(Written tasks)
A) Using the text on parametric circles below, decide whether each statement agrees with it. Answer yes or no for each and quote the deciding words of the text. (i) The circle with radius 75 spins six times faster than normal. (ii) A vector specifies a location relative to a fixed origin. (iii) Adding a vector to a point produces a new point.
B) Answer these questions from the text on parametric circles below, putting each answer on its own line with the matching mark.
(i) What radius was chosen for the first parametric circle?
(ii) How many times faster than normal does the circle with radius 32 spin?
(iii) Where does adding the point and the vector move the center of the smaller circle?

** begin Text shown **

Let's walk through this code. We know that a parametric circle is

`(angle: Angle) => Point(1.0, angle)`

where I've chosen the radius to be 1. So

`(angle: Angle) => Point(75, angle * 6)`

is a parametric circle with radius 75, which is spinning six times faster than normal. By the same reasoning

`(angle: Angle) => Point(32, angle * 11)`

is a parametric circle with radius 32 spinning eleven times faster than normal.

The remaining portion of the code is a conversion from `Point`

to `Vec`

(the call to `toVec`

) and addition of a `Point`

and a `Vec`

.

`Point(..., ...) + Point(..., ...).toVec`

This moves the center of the smaller circle to the current point on the larger circle.
The conversion from `Point`

to `Vec`

is needed for technical reasons which I'll attempt to briefly explain.
A point specifies a location relative to a fixed origin.
A vector represents a displacement relative to some arbitrary starting point.
Therefore we can add a vector to a point to get a new point that is shifted by the vector.

** end Text shown **
** begin Source material **

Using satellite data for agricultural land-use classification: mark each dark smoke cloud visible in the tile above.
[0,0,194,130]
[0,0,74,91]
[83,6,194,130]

** end Source material **

(Answers for the exercise)
A)
(i) Yes: "is a parametric circle with radius 75, which is spinning six times faster than normal."
(ii) No: "A vector represents a displacement relative to some arbitrary starting point."
(iii) Yes: "we can add a vector to a point to get a new point that is shifted by the vector."

B)
(i) 1
(ii) Eleven times faster
(iii) To the current point on the larger circle